→ Exercise task
Update the entries below by changing "mask" to "outline" everywhere it occurs. Leave everything else unchanged.

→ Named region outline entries
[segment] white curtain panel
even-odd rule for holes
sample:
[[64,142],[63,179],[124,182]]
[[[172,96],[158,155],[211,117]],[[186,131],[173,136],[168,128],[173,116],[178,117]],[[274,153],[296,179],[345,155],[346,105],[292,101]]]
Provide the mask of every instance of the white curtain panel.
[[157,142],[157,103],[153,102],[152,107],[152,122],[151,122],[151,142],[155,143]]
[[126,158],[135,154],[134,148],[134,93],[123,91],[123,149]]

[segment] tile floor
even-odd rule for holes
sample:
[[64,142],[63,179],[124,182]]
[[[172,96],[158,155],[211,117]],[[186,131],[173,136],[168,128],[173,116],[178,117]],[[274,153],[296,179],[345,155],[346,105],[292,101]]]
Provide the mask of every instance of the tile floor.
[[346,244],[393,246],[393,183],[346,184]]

→ Answer to this problem
[segment] white curtain panel
even-odd rule for holes
sample:
[[64,142],[63,179],[124,182]]
[[[172,96],[158,155],[211,117]],[[186,131],[173,136],[168,128],[173,116],[178,117]],[[274,153],[296,179],[345,155],[346,105],[292,101]]]
Provide the outline of every instance of the white curtain panel.
[[157,142],[157,103],[153,102],[152,107],[152,122],[151,122],[151,142],[155,143]]
[[126,158],[135,154],[134,148],[134,93],[123,91],[123,149]]

[segment] tile floor
even-odd rule for holes
sample:
[[64,142],[63,179],[124,182]]
[[[172,96],[158,155],[211,117]],[[186,131],[173,136],[168,128],[173,116],[178,117]],[[274,153],[296,179],[345,155],[346,105],[292,101]]]
Provide the outline of every instance of the tile floor.
[[346,244],[393,246],[393,183],[346,184]]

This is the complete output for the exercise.